_Brief_
With no omissions, write out every record given below.

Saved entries
● ● ● ● ●
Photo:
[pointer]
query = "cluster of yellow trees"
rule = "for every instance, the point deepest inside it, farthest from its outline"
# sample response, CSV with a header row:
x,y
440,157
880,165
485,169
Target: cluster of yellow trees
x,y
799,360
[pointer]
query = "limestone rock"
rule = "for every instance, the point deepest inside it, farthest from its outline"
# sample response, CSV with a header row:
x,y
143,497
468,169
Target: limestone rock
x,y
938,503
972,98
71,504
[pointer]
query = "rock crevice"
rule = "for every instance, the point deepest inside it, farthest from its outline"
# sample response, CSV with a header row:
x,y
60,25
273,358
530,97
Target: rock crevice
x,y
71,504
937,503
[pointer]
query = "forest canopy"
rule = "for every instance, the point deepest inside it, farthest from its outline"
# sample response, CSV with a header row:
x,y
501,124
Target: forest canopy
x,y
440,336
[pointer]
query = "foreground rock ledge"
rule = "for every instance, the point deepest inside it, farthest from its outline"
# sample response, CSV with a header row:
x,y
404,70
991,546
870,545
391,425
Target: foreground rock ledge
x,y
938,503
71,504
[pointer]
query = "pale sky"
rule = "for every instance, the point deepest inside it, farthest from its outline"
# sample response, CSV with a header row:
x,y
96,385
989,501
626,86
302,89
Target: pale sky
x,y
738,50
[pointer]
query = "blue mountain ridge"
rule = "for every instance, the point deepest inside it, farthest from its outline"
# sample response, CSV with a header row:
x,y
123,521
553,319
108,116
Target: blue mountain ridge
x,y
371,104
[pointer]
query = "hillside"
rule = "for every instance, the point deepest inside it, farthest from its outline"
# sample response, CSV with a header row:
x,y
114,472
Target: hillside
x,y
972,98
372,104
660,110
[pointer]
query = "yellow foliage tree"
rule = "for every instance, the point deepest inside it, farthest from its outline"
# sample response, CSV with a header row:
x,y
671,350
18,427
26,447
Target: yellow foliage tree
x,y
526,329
● ● ● ● ●
_Answer to this exercise_
Photo:
[pointer]
query = "cluster of yellow trees"
rule = "for every instance, the point deepest inside it, farthest from its outline"
# sample response, CSV with a header row:
x,y
440,157
880,165
485,169
Target: cluster of yellow trees
x,y
799,360
[pointer]
query = "limestone rock"
rule = "for every instance, the point deepest inside it, farthest from its outline"
# sample response, CSV with a header row:
x,y
143,497
468,169
Target: limestone rock
x,y
938,503
972,98
71,504
[pointer]
query = "rock crevice"
rule = "for every instance, the point deepest inside it, farthest from its outline"
# sample response, CSV with a header row:
x,y
60,25
273,358
530,97
Target: rock crevice
x,y
71,504
937,503
[pointer]
query = "forest canopy"
rule = "for every instance, the point deepest inside it, farthest from its outline"
# sample response, CSV with a header row:
x,y
501,124
Target: forest canopy
x,y
440,336
[pointer]
query = "foreground rock ledge"
rule = "for every instance, the point deepest inside it, farthest from its outline"
# sample response, CSV with a header row:
x,y
404,70
991,546
870,545
391,425
Target: foreground rock ledge
x,y
938,503
71,504
[pointer]
query = "pale sky"
rule = "for every instance, the point deepest inside it, farthest from its outline"
# sample response, CSV with a header row:
x,y
96,385
989,501
626,86
302,89
Target: pale sky
x,y
738,50
[pointer]
query = "blue mountain ridge"
rule = "for every instance, the point deepest inside it, farthest from its outline"
# sample response, CSV with a header row:
x,y
123,521
553,319
108,116
Target: blue mountain ridge
x,y
371,104
[pointer]
query = "hillside"
rule = "for every instance, the point deepest inside it, farthest from its outline"
# sample response, CSV with a header row:
x,y
114,472
Target: hillside
x,y
972,98
372,104
660,110
[pointer]
query = "yellow foliage tree"
rule = "for every instance, the point deepest inside it, farthest from its outline"
# sample response, CSV with a header row:
x,y
671,350
18,427
26,447
Target: yellow foliage tree
x,y
526,329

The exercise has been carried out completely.